# [Data]
↓

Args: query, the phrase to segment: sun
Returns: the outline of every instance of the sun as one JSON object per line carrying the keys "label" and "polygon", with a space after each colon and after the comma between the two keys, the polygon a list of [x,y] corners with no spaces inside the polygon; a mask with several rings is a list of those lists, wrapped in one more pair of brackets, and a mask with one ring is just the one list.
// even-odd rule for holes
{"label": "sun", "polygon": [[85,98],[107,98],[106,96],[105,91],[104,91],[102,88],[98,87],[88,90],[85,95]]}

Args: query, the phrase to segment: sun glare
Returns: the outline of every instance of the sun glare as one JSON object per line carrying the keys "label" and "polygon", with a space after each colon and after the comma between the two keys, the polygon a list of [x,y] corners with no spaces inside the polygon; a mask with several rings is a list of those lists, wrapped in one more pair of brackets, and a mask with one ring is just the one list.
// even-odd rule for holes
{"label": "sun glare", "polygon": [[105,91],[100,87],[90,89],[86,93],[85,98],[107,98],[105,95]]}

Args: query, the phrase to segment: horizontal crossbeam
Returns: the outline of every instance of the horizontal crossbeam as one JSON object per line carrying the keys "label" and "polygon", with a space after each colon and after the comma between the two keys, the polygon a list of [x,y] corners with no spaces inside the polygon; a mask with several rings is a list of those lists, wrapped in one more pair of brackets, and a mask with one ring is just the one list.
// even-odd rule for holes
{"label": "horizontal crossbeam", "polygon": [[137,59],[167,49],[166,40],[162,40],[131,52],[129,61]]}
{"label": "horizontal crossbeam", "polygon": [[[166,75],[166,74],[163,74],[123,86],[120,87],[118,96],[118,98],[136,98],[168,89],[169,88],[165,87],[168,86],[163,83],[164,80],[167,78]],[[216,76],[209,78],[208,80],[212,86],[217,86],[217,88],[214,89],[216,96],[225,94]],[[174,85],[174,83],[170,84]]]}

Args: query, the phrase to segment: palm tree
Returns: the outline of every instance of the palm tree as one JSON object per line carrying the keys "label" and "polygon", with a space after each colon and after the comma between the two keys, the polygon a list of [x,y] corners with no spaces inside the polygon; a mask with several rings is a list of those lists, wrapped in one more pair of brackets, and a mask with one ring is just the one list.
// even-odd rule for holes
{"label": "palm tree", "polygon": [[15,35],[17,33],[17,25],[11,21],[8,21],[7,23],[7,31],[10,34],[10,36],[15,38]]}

↑

# [Written exercise]
Edit the material from its very start through the line that contains "Returns: the outline of every instance of the sun as", changing "outline" to "contour" and keeping everything else the same. Return only those lines.

# [Output of the task]
Args: query, the phrase to segment: sun
Returns: the contour of every instance of the sun as one JSON object per line carrying the keys "label" and "polygon", with a space after each colon and after the comma between the two keys, the polygon a list of [x,y] corners with no spaces inside the polygon; a mask with several rings is a list of those lists, wrapped in one more pair of brackets, and a mask with one ring is just the one list.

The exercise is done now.